### PASSAGE:
= = =

This cradle is composed of two steel bars, about a foot apart, that are held rigid by tackle and wire braces. You climb to it (after emptying your pockets) by a swinging ladder, none too secure, and, seated here, look down as from the dome of a circus tent. On a line with you are other cradles, where your partners are coolly preparing to do things. You glance across at them anxiously, then down at the net, which seems a long way beneath.

"Better put some rosin on your hands," sings out Potter from the ground, where he is arranging the "mechanic" lines.

"It's in that little bag on the wire," calls the boy from his perch. "Rub it along your wrists, too; we'll ketch better."

H'm! We will, eh? I do as I am told, and realize that even the trifling movement to get this rosin-bag involves a certain peril.

"Now lean back," comes the word; "catch one bar in the crotch of your knees and brace your feet under the other. That's right. Hang 'way down. Stretch your arms out, and when I say, 'Now,' pull up and reach for the 'kid' – you'll see him coming."

= = =

### PROMPT A:
Print the section of the trapeze passage starting with "This cradle is" and going on through "a certain peril.".
### PROMPT B:
Proceed with the trapeze passage, writing on from the point at which it stops.
The lines given next stand apart from the trapeze passage.

Detection examples
= = =

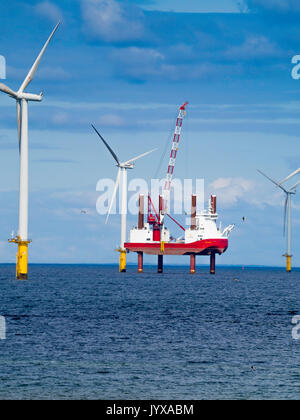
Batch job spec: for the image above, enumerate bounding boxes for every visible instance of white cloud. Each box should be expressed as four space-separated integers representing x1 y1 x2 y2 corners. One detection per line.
224 35 281 60
209 178 255 206
141 0 240 13
34 1 62 23
110 47 164 78
98 114 126 127
244 0 300 13
81 0 144 42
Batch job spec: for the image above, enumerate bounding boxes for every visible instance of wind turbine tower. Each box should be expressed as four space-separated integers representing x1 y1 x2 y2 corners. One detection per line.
92 125 155 273
0 23 60 280
258 168 300 273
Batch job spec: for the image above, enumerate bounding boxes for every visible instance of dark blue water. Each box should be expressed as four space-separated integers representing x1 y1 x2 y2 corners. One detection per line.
0 265 300 399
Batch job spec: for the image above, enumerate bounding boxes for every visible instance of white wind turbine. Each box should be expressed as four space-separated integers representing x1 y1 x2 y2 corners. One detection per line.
0 23 60 279
92 125 156 272
258 168 300 273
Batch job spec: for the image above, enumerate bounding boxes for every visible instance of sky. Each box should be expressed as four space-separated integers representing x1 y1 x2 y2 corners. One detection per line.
0 0 300 266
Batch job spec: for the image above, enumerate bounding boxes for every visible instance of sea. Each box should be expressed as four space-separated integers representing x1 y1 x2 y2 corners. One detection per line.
0 265 300 400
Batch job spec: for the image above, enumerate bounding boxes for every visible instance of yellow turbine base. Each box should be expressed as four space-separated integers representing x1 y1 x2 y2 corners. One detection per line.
286 255 292 273
119 251 126 273
9 238 30 280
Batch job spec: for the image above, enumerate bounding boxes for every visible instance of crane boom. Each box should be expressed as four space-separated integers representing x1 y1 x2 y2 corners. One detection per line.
163 102 188 212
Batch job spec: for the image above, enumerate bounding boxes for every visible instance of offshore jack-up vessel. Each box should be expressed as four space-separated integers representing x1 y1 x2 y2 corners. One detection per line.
124 103 234 274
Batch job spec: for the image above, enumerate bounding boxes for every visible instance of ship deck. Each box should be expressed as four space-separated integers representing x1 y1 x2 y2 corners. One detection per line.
125 239 228 255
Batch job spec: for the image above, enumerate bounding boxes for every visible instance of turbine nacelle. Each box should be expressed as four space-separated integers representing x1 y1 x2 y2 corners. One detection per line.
92 124 156 225
0 83 43 102
116 163 134 169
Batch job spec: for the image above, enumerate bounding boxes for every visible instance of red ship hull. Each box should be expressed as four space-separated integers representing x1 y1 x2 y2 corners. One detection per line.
125 239 228 255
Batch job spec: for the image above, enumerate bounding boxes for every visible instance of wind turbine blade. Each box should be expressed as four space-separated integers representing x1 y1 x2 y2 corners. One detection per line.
0 83 17 99
105 168 121 224
92 124 120 166
19 22 60 93
258 169 288 194
279 168 300 185
17 101 22 150
290 181 300 191
121 149 157 165
283 194 289 236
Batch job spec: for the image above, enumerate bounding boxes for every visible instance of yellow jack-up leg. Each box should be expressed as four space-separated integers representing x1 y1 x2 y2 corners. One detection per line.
119 250 126 273
9 238 30 280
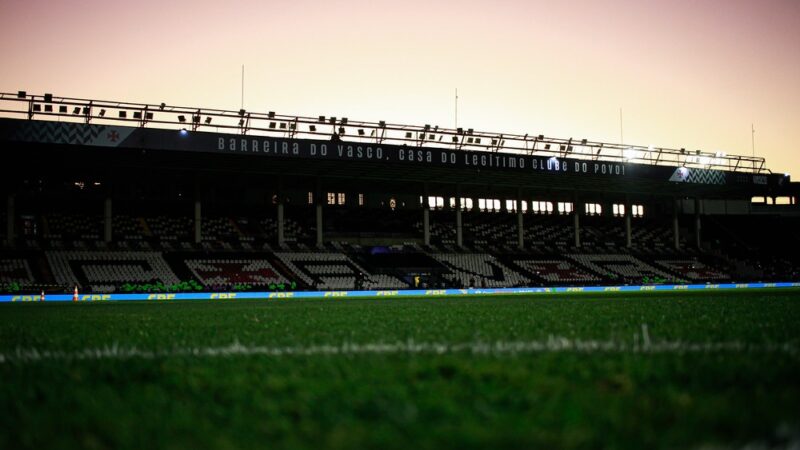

= = =

### WRITTEN REPLY A:
This cradle is composed of two steel bars, about a foot apart, that are held rigid by tackle and wire braces. You climb to it (after emptying your pockets) by a swinging ladder, none too secure, and, seated here, look down as from the dome of a circus tent. On a line with you are other cradles, where your partners are coolly preparing to do things. You glance across at them anxiously, then down at the net, which seems a long way beneath.

"Better put some rosin on your hands," sings out Potter from the ground, where he is arranging the "mechanic" lines.

"It's in that little bag on the wire," calls the boy from his perch. "Rub it along your wrists, too; we'll ketch better."

H'm! We will, eh? I do as I am told, and realize that even the trifling movement to get this rosin-bag involves a certain peril.

### WRITTEN REPLY B:
Sure enough, although the blood was in my head, I could see over there Tom Potter's red shirt and the boy's blue one as they poised for the swing. Then Tom's body dropped back, and he swept the lad at full arm's length, through a half circle, and let him go head first, cutting the air, straight at me.

"Now," cried Harry, and I reached out as best I could, only to see the boy, a second later, floundering in the net below me. And they all were laughing. In trying to reach one way I had actually reached the other, and withdrawn my arms instead of extending them, which made me understand better than an hour of words that a man hanging head down at a height finds his muscles as hard to control as a penman writing with his left hand for the first time. He cannot even see straight until his eyes learn to gage distances and the relation of things presented upside down.

With some pains and an awkward clutching at the braces I got myself back into a sitting position, while Roy climbed again good-naturedly to his starting-cradle. A trapeze performer must have infinite patience.

Again we tried the trick, and this time, as I hung expectant, I felt my wrists clutched tight, and there was the agile leaper swinging back, pendulum fashion, from my arms, then forward, then back, while the bar strained under my knees.

"Now, throw him!" called Harry. "Stiffen out and chuck him back to Tom. Now!"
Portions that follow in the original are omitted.